Stop asking "what career", start asking "what fit"
"What career is right for me?" is really several questions in disguise: what am I good at, what do I care about, what kind of team and pace suits me, and what will still feel worth it in five years. A job title alone answers none of those — two people in the same role can have completely different experiences of it.
A more useful move is to evaluate any career against the dimensions that reliably predict whether work feels fulfilling. That way you can compare a safe option and a risky one on the same terms, instead of comparing vibes.
The 7 dimensions to judge any career by
- •Product: will you believe in what the work produces?
- •Role: does the actual day-to-day play to your strengths?
- •People: do you want to spend your days with these people?
- •Valued: will you be recognized and paid fairly for it?
- •Future: does the path lead somewhere you want to go?
- •Growth: will you keep learning?

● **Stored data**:

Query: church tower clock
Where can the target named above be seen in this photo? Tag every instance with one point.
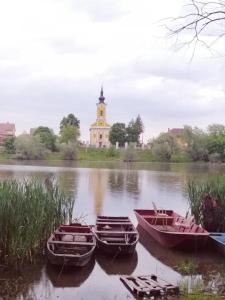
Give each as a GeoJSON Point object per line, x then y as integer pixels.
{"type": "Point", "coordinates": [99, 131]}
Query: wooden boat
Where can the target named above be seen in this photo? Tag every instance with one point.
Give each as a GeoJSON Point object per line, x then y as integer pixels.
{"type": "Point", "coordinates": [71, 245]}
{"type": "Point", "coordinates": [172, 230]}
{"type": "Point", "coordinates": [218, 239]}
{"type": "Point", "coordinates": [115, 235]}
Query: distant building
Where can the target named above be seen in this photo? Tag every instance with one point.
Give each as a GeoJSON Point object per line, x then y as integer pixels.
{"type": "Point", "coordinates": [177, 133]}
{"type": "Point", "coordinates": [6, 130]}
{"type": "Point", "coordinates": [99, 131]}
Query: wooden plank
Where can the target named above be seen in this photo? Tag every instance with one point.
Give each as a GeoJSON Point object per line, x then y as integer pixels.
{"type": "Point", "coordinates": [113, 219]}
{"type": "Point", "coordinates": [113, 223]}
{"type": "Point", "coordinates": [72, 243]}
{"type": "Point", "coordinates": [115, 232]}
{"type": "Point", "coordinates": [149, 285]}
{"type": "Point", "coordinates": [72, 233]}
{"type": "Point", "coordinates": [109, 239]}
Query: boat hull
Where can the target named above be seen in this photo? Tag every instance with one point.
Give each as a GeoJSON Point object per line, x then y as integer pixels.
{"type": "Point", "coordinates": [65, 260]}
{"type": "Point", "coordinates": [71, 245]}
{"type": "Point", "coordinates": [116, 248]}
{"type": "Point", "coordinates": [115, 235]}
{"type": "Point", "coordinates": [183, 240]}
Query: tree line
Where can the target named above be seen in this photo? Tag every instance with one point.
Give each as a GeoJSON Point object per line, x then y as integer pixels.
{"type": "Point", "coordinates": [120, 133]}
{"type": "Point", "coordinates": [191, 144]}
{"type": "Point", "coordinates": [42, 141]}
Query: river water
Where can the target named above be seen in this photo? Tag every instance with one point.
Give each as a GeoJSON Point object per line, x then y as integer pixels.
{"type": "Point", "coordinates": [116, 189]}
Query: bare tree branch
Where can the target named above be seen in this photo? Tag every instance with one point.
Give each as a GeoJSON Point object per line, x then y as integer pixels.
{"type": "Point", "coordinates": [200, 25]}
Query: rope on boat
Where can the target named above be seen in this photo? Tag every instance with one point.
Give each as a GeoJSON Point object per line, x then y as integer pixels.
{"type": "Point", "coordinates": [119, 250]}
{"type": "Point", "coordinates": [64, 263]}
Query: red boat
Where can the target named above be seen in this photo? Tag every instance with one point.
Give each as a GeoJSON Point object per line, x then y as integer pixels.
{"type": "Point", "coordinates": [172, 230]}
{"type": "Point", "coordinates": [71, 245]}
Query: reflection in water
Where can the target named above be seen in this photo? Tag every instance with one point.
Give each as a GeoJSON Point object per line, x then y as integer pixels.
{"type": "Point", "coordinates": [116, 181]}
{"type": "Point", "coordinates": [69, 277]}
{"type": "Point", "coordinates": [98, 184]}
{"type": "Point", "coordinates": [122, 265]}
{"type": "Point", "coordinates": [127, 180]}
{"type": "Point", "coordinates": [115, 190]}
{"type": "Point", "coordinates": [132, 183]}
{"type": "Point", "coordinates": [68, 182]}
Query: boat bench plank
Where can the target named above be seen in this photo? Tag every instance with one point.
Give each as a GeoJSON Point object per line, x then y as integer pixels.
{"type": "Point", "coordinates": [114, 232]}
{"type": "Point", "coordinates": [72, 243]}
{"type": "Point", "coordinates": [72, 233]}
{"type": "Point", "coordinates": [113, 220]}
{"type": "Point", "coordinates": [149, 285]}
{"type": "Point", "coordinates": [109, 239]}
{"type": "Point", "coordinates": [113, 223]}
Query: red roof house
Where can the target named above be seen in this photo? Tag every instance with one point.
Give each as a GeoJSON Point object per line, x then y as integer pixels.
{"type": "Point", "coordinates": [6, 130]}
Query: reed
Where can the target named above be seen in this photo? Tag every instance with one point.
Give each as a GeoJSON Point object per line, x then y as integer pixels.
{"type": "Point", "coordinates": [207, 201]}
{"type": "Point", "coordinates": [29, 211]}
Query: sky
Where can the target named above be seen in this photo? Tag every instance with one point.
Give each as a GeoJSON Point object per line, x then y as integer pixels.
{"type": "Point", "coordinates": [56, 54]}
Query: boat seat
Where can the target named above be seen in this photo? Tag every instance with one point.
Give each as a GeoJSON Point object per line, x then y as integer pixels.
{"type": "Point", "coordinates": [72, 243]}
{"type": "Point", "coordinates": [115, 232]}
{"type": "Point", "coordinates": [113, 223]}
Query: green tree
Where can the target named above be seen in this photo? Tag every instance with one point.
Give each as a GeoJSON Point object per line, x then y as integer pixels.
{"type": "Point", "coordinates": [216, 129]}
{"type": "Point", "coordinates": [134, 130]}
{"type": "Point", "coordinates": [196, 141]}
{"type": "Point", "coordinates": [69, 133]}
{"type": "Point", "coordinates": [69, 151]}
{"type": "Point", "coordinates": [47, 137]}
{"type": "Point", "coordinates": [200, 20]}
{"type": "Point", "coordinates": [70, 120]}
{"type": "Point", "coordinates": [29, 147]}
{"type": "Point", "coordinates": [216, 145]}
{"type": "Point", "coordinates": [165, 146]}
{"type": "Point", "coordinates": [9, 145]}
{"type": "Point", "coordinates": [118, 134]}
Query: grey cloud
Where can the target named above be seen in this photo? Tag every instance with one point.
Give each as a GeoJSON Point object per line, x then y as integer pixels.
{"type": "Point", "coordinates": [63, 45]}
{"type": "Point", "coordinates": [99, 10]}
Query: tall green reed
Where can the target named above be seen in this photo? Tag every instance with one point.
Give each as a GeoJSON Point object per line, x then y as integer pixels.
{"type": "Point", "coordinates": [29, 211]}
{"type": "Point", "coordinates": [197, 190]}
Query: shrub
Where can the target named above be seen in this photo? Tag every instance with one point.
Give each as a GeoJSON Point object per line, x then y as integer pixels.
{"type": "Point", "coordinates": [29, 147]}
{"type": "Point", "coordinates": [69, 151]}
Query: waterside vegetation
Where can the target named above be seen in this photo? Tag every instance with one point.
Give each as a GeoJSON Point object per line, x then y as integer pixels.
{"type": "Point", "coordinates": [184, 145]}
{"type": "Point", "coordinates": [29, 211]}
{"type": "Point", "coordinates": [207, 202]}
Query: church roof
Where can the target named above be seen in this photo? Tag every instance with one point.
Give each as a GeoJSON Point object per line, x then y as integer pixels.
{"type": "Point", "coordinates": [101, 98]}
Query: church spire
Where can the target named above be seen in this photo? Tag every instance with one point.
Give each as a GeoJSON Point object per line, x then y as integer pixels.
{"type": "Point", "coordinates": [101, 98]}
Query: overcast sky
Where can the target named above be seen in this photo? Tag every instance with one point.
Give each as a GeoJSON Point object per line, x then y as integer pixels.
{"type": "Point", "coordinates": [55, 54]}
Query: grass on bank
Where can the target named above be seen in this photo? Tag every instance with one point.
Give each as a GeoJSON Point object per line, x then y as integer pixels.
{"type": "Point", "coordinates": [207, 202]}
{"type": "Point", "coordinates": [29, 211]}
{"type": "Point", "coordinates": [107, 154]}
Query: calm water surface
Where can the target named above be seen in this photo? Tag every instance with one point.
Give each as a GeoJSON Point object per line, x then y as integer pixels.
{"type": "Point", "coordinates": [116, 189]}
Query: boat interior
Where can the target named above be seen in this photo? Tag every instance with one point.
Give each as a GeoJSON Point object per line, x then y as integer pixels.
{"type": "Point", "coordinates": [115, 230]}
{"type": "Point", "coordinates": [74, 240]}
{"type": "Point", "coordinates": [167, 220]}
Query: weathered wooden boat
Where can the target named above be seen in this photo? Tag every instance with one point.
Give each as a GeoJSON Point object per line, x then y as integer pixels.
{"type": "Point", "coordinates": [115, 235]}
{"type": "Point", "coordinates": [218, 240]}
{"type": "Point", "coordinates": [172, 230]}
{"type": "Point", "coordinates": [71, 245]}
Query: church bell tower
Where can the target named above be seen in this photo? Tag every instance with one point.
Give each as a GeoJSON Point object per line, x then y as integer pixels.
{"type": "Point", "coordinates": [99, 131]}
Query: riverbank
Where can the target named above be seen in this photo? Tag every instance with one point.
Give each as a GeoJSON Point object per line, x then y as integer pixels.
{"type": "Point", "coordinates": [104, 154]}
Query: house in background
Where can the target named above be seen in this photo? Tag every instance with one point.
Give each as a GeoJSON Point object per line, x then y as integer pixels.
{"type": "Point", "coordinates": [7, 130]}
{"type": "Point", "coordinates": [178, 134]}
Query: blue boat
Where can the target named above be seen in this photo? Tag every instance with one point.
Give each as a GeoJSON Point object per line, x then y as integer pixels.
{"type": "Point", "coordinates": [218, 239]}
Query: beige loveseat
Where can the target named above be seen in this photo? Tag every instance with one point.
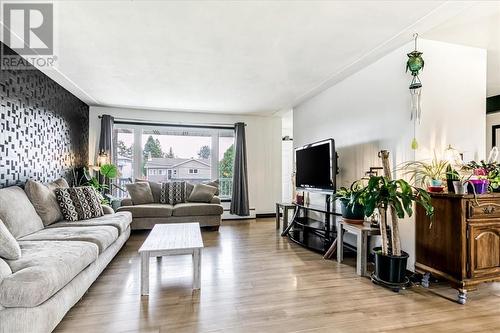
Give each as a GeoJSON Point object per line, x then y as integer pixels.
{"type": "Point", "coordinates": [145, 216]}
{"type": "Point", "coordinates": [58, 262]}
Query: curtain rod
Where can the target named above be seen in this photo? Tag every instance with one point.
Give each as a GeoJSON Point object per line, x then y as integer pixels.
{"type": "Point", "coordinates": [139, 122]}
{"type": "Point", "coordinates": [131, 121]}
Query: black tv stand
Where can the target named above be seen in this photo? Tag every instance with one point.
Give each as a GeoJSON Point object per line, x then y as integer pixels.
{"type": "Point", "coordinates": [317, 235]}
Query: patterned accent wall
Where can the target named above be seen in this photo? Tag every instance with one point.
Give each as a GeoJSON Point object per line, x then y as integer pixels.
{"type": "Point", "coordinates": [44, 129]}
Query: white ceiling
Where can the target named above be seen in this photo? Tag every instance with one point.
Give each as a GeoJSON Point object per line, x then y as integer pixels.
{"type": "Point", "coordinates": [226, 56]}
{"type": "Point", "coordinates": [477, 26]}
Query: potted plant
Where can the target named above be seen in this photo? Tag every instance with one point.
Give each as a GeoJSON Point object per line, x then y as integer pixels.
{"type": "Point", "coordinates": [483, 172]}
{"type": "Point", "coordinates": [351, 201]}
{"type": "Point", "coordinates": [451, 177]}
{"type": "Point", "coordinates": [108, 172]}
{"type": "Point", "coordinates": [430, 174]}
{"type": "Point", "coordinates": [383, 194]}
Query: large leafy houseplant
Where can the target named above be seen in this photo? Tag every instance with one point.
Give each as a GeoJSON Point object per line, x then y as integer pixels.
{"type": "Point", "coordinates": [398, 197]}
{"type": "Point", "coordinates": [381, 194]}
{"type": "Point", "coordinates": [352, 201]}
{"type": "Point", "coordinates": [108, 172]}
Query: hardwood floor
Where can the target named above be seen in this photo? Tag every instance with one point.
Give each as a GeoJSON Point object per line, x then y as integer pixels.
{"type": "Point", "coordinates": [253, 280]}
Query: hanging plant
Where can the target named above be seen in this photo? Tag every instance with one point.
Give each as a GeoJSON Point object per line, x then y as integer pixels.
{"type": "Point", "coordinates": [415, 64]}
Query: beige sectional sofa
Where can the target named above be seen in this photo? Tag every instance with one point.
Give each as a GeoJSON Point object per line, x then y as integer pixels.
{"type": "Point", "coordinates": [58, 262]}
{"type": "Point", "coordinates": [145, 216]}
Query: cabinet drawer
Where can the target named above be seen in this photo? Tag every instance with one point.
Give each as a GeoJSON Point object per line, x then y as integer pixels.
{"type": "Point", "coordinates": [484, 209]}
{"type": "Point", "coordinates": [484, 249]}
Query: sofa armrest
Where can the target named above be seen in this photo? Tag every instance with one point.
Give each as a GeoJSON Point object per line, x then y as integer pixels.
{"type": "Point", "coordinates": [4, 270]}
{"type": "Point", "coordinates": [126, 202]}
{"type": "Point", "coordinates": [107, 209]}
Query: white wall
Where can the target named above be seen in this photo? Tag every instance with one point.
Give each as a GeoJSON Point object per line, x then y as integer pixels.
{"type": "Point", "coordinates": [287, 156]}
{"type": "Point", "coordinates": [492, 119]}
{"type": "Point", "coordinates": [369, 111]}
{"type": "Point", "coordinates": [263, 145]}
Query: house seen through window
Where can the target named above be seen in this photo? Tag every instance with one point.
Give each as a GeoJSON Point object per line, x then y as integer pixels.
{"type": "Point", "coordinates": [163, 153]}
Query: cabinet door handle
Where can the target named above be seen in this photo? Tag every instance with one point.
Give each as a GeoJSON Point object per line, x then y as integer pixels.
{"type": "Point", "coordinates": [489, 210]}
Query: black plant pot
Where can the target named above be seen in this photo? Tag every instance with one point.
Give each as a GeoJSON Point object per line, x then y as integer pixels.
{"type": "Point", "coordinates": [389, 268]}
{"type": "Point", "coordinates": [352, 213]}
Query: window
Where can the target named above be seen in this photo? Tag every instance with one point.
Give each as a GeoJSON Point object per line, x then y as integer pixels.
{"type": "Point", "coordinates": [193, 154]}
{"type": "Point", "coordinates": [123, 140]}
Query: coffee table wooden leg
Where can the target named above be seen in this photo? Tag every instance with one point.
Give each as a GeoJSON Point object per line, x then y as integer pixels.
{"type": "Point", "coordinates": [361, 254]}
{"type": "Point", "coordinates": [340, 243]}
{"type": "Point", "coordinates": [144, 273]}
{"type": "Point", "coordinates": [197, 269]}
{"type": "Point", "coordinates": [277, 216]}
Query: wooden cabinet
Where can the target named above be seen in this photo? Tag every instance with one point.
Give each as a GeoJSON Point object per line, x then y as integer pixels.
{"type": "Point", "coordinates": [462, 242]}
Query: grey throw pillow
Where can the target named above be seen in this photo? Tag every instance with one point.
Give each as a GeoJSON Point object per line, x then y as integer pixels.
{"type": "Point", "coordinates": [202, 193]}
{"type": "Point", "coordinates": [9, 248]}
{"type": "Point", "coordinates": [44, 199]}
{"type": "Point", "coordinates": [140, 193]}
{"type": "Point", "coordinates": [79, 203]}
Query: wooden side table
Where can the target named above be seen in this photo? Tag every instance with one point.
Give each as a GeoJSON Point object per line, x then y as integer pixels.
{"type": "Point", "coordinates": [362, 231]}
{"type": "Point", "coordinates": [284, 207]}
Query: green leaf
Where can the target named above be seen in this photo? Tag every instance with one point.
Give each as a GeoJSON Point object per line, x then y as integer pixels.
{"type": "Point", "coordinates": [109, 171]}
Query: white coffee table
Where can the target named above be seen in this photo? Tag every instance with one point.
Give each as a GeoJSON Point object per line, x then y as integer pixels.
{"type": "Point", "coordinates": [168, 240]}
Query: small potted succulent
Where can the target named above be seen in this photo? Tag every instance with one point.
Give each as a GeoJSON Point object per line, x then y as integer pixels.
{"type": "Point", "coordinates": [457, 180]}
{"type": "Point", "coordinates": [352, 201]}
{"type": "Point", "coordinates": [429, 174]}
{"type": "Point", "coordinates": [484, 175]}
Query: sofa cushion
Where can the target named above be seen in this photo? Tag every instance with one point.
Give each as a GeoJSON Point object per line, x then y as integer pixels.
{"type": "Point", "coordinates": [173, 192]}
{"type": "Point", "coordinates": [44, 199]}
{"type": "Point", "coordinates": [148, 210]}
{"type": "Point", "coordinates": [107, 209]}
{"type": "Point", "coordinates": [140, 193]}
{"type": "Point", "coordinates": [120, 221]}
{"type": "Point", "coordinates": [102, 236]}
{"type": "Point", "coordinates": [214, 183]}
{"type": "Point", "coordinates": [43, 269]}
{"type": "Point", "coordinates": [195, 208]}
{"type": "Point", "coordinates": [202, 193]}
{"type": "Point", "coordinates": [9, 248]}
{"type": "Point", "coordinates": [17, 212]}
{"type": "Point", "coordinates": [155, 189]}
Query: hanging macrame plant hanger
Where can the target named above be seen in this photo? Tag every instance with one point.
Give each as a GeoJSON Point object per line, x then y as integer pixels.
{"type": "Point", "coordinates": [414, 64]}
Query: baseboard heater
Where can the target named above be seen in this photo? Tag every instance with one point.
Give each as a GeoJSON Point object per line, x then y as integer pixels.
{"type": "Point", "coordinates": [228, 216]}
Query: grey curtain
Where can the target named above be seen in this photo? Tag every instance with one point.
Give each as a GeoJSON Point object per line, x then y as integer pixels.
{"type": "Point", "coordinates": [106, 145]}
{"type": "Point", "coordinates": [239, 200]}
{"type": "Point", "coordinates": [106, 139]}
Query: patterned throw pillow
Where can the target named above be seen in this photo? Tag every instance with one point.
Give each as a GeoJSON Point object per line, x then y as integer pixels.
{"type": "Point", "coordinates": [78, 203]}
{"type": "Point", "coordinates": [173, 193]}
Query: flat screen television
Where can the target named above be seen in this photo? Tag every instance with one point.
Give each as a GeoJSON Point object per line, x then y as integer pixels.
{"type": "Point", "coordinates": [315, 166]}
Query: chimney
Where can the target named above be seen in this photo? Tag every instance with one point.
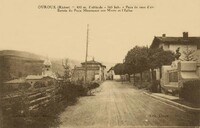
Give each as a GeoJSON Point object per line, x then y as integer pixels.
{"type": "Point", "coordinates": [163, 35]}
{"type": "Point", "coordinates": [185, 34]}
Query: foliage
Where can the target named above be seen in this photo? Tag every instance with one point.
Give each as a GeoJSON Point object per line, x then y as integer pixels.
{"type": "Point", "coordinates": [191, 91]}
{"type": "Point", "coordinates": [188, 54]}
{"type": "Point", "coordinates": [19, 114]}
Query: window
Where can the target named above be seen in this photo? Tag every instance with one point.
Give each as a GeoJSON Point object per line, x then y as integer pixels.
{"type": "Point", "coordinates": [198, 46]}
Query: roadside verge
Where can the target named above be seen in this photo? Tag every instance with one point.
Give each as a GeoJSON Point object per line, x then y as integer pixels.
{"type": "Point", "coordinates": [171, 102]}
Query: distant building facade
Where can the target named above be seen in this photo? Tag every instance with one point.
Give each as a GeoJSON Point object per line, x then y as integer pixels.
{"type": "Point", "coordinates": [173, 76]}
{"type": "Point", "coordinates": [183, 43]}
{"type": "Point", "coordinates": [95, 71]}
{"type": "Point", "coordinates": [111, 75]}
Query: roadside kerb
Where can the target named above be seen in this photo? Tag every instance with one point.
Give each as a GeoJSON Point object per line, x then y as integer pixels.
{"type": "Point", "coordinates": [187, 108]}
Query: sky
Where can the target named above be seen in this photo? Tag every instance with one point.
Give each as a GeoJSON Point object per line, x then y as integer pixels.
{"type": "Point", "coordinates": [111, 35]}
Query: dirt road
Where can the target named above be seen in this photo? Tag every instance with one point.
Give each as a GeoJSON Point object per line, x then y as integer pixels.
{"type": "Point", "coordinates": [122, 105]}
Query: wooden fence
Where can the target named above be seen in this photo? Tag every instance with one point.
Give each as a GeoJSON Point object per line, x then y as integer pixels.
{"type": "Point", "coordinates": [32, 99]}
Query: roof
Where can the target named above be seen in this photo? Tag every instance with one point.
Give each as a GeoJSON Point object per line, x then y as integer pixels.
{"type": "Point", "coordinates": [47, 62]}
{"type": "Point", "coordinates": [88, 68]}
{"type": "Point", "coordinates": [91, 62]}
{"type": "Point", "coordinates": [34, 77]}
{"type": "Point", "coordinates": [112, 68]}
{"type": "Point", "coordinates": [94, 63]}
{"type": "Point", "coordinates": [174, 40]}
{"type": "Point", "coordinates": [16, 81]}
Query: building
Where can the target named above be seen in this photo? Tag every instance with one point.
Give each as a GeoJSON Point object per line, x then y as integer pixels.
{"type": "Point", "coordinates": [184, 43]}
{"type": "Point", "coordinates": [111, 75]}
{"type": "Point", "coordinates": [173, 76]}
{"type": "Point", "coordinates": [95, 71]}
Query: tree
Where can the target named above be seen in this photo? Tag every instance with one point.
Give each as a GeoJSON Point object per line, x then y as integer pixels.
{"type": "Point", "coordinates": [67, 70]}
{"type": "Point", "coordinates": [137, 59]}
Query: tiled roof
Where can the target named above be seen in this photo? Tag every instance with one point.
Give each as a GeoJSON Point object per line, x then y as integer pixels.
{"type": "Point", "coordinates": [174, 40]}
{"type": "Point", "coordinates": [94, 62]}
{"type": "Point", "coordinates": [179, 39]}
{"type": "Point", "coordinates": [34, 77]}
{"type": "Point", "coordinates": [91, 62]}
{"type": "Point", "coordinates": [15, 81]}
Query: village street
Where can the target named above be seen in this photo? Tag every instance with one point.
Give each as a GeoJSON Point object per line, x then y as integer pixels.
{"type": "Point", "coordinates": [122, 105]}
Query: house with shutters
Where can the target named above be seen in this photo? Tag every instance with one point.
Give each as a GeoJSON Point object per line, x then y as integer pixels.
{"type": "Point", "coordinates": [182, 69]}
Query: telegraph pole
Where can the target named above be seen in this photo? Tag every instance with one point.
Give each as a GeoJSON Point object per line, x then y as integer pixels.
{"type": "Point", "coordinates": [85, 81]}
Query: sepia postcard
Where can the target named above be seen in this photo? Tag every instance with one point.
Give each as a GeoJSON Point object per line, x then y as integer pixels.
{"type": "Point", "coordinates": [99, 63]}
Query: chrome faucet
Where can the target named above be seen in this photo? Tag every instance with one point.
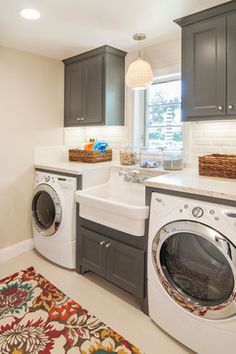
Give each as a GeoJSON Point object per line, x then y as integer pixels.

● **Set task 1**:
List the questions that the text on career fit says are hidden inside "What career is right for me?"
● **Set task 2**:
From the text on career fit, extract the passage starting with "The 7 dimensions" and going on through "want to go?".

● **Exercise answer 1**:
- What am I good at?
- What do I care about?
- What kind of team and pace suits me?
- What will still feel worth it in five years?

● **Exercise answer 2**:
The 7 dimensions to judge any career by
- •Product: will you believe in what the work produces?
- •Role: does the actual day-to-day play to your strengths?
- •People: do you want to spend your days with these people?
- •Valued: will you be recognized and paid fairly for it?
- •Future: does the path lead somewhere you want to go?